=== Task requirements ===
Render the lines from the one containing "Does any grey" through the last line as a JSON list of strings, one string per line, with blank lines left out. Leave the pictures out of the list.

╭──

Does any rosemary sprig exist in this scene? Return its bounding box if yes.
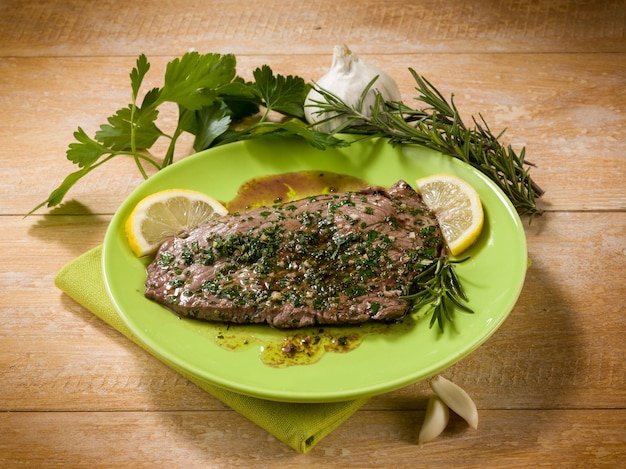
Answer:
[314,69,543,218]
[401,256,473,332]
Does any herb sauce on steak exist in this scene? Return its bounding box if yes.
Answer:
[145,177,443,328]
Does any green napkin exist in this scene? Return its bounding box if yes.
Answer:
[55,247,367,453]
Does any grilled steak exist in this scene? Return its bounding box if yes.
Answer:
[145,181,443,328]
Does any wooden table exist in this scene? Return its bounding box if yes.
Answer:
[0,0,626,467]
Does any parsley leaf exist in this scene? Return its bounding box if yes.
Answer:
[96,106,163,151]
[30,51,346,213]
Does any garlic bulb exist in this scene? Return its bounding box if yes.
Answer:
[304,45,402,133]
[417,396,450,445]
[430,375,478,430]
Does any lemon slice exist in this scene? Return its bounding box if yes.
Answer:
[416,174,484,256]
[125,189,228,256]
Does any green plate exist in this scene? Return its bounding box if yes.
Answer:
[103,135,527,402]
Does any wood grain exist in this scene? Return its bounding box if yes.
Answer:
[0,409,626,468]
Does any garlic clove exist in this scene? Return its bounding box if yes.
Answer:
[417,396,450,445]
[430,376,478,430]
[304,45,402,133]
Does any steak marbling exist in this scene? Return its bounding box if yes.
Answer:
[145,181,443,328]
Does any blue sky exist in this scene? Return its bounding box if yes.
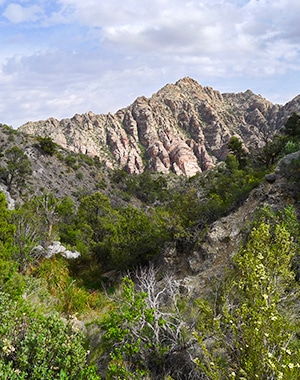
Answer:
[0,0,300,128]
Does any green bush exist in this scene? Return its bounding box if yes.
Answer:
[0,293,98,380]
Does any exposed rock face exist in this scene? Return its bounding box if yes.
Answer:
[20,78,300,176]
[162,151,300,295]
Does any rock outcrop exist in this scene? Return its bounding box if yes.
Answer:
[19,78,300,176]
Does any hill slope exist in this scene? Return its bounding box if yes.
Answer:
[19,78,300,176]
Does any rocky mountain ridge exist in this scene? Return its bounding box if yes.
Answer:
[19,78,300,176]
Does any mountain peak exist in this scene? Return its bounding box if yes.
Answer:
[20,77,300,176]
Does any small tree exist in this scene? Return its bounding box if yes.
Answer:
[228,136,247,169]
[196,209,300,380]
[102,267,200,380]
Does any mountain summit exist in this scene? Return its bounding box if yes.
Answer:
[19,77,300,176]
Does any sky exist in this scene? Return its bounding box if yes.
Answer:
[0,0,300,128]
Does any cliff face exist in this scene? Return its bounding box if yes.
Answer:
[19,78,300,176]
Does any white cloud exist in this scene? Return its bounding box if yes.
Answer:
[3,3,42,24]
[0,0,300,126]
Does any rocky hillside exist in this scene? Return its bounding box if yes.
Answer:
[19,78,300,176]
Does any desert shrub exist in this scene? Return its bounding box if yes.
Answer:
[0,293,98,380]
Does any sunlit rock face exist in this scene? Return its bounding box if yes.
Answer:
[20,78,300,176]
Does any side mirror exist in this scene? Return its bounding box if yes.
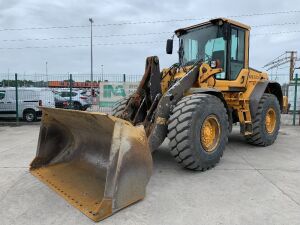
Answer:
[166,39,173,54]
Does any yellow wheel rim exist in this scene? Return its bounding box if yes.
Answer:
[265,108,276,134]
[200,115,221,152]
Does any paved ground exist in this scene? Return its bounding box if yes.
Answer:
[0,125,300,225]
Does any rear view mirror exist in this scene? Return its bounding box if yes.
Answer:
[166,39,173,54]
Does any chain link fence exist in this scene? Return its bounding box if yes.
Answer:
[0,74,142,122]
[0,73,300,124]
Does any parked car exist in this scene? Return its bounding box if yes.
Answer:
[0,88,55,122]
[58,90,92,110]
[54,93,69,109]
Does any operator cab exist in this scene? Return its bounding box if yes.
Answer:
[166,18,250,80]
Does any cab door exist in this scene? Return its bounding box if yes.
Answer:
[229,26,246,80]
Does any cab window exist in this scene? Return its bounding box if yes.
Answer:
[230,27,245,80]
[205,37,226,79]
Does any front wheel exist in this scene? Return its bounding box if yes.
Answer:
[168,94,229,171]
[245,93,280,146]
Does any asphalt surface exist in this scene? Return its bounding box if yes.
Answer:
[0,125,300,225]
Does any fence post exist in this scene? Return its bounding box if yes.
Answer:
[15,73,19,126]
[69,73,72,104]
[293,73,298,126]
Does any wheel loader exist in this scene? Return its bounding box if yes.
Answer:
[30,18,283,221]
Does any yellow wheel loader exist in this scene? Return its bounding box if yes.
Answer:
[30,18,283,221]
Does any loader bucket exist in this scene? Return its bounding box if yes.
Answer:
[30,108,152,221]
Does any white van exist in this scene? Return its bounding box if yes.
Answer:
[0,88,55,122]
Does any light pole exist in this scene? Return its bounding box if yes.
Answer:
[46,61,48,85]
[101,65,104,81]
[89,18,94,91]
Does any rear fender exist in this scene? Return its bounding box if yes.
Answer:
[250,80,283,118]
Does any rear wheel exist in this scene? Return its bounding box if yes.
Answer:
[112,97,130,117]
[245,93,280,146]
[168,94,229,171]
[23,109,36,122]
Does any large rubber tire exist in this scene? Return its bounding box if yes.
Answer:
[112,97,130,117]
[245,93,280,146]
[168,94,229,171]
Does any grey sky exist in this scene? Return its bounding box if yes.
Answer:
[0,0,300,80]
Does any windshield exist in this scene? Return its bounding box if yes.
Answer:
[179,25,226,78]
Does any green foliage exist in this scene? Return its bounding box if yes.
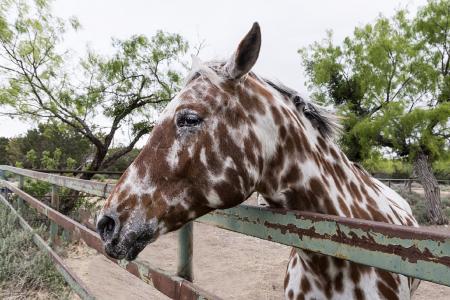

╰──

=== Complete output ===
[
  "Does any grey sky exist in this scene? Return its bounding box if yes.",
  "Answer:",
  "[0,0,300,80]",
  "Does any windshield exist in this scene? Return its bounding box if yes.",
  "Answer:",
  "[179,25,226,78]",
  "Does any green foliage exist in this scene? Return its bounding box if yes."
]